> **What is required**
Identify every line in the items below that contains the string "strap", and copy each of those lines in full.

> **Dataset rows showing where objects appear**
....

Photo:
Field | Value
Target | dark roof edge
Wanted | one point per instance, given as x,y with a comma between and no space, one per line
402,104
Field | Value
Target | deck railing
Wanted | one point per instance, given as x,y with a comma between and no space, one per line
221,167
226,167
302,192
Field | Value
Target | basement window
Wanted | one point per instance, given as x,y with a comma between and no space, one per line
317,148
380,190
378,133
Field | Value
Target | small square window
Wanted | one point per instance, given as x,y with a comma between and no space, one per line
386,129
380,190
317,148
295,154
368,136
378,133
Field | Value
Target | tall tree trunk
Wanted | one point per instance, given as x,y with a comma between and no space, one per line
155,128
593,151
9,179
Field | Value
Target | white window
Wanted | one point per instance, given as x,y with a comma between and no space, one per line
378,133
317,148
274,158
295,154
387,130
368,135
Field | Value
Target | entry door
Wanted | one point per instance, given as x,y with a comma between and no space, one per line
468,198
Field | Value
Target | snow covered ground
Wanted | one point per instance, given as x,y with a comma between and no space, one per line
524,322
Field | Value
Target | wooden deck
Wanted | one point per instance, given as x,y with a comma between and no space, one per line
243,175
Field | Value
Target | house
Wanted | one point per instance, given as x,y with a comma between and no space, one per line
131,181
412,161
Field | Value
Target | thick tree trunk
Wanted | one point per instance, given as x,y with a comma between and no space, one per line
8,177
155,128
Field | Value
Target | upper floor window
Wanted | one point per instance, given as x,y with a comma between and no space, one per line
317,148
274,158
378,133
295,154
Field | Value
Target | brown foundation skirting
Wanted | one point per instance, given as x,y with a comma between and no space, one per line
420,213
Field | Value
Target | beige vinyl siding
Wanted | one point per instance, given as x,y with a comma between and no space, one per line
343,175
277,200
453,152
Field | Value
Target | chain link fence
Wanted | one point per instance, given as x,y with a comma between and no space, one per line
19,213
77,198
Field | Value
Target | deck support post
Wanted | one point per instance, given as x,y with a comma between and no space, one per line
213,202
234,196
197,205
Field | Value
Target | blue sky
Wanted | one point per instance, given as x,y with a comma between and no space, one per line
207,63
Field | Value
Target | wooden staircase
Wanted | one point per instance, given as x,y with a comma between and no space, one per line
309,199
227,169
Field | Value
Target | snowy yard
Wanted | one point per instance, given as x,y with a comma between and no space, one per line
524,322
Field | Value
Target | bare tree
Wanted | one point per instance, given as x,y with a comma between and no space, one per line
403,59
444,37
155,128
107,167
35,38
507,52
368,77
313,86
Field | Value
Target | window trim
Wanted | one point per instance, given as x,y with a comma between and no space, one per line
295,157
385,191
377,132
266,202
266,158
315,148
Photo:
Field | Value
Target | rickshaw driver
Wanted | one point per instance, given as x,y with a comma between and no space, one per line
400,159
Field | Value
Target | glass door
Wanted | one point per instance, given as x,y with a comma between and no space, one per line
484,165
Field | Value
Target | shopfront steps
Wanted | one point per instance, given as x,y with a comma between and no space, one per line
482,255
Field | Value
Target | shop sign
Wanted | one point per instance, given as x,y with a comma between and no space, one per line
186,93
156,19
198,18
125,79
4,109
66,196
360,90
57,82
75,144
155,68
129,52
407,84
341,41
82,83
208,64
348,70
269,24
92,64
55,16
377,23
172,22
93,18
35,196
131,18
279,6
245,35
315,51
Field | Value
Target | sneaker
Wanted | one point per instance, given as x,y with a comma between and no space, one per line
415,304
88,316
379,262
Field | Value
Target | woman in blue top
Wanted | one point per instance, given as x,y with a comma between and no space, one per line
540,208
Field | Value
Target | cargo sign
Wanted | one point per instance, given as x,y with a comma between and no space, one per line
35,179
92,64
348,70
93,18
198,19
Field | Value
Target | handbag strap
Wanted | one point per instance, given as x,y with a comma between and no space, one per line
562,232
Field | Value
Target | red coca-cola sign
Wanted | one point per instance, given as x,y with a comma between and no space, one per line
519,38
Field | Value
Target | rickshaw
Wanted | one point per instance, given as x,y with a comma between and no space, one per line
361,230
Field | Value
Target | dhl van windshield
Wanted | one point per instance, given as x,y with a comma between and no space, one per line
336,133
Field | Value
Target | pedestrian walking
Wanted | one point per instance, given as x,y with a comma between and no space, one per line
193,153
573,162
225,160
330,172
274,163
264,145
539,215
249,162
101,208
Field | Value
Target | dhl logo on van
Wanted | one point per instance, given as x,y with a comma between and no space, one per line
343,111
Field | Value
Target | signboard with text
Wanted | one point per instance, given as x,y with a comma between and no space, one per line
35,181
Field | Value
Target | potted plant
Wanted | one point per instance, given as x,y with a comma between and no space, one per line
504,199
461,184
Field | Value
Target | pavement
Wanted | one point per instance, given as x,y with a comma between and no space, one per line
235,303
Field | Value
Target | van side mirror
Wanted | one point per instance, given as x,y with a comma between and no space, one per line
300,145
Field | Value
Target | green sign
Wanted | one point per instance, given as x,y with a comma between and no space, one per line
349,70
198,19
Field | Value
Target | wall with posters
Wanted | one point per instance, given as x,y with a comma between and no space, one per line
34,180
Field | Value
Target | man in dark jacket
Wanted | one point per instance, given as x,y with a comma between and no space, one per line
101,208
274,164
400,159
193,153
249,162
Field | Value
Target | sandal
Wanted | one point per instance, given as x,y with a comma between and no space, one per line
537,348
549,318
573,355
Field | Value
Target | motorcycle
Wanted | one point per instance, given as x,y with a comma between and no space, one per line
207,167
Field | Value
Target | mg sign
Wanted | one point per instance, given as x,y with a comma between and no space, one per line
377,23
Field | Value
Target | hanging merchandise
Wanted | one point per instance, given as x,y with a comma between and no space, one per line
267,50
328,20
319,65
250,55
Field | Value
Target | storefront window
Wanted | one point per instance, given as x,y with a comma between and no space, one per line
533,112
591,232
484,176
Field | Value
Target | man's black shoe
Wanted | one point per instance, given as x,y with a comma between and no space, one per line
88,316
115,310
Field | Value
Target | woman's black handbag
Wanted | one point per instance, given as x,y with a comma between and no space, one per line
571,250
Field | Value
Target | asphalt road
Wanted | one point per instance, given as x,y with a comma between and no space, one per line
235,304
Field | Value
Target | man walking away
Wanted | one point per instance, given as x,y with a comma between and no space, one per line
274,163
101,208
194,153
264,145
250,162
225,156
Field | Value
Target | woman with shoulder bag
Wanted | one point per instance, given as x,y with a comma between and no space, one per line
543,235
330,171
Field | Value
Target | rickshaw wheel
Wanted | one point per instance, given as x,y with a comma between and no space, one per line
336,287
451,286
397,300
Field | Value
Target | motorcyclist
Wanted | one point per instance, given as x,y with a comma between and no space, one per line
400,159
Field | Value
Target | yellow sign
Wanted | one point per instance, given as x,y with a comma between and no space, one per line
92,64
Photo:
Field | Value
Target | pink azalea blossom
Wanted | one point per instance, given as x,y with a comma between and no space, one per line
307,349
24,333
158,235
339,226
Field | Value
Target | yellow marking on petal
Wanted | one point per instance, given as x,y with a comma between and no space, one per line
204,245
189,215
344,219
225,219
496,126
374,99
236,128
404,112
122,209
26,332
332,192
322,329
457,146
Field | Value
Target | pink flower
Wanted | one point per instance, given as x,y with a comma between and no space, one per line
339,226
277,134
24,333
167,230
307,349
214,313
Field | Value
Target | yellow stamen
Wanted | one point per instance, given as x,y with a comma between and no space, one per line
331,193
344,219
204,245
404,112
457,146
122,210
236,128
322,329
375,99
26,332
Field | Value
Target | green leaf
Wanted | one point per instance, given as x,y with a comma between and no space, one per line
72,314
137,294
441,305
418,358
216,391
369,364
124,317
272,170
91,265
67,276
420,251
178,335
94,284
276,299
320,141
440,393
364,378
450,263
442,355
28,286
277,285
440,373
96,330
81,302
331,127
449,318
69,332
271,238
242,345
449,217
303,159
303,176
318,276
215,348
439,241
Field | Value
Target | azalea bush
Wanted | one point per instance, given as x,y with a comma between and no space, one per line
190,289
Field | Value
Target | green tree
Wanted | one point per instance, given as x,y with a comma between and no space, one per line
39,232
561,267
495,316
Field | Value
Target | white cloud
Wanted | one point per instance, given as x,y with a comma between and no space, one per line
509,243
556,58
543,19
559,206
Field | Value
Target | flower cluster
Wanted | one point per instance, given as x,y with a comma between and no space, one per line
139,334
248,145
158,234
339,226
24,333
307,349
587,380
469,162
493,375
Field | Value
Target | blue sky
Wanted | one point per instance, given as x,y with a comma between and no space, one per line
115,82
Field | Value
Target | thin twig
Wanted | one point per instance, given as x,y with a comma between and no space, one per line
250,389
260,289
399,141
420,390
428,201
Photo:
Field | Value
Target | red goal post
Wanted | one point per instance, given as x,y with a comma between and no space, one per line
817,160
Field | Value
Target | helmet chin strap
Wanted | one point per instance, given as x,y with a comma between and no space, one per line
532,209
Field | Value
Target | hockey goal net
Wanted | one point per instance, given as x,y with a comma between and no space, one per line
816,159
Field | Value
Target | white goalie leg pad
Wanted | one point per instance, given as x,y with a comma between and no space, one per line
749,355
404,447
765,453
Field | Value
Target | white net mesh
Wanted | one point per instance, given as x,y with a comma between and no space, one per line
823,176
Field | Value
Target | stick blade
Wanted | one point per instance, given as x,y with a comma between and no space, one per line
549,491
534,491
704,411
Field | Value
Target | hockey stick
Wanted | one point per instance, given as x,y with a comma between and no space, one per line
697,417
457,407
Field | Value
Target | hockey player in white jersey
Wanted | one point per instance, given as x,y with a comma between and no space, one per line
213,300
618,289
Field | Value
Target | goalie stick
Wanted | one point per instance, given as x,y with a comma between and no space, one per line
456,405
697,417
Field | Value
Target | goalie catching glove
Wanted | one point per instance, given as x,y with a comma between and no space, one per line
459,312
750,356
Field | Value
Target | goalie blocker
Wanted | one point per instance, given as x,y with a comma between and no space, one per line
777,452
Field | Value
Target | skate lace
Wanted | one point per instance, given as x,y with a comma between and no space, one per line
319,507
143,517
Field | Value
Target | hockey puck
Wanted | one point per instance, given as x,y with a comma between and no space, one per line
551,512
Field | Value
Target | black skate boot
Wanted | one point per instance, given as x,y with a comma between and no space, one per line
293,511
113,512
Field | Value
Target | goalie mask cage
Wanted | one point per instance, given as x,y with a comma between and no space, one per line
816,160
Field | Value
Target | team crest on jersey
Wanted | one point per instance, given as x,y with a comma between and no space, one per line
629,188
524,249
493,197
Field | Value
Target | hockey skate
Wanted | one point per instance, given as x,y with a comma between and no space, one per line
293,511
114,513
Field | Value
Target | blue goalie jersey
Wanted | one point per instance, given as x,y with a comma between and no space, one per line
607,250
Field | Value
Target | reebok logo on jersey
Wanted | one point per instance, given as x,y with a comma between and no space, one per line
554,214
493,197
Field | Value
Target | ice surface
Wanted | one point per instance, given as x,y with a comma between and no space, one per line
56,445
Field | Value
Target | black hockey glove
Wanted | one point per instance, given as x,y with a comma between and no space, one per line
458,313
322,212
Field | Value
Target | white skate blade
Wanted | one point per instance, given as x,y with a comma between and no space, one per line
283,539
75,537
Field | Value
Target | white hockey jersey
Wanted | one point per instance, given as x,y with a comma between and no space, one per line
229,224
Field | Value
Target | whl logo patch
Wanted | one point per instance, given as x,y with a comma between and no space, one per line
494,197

....

> **Output of the task**
Target | handbag strap
Target | helmet chin strap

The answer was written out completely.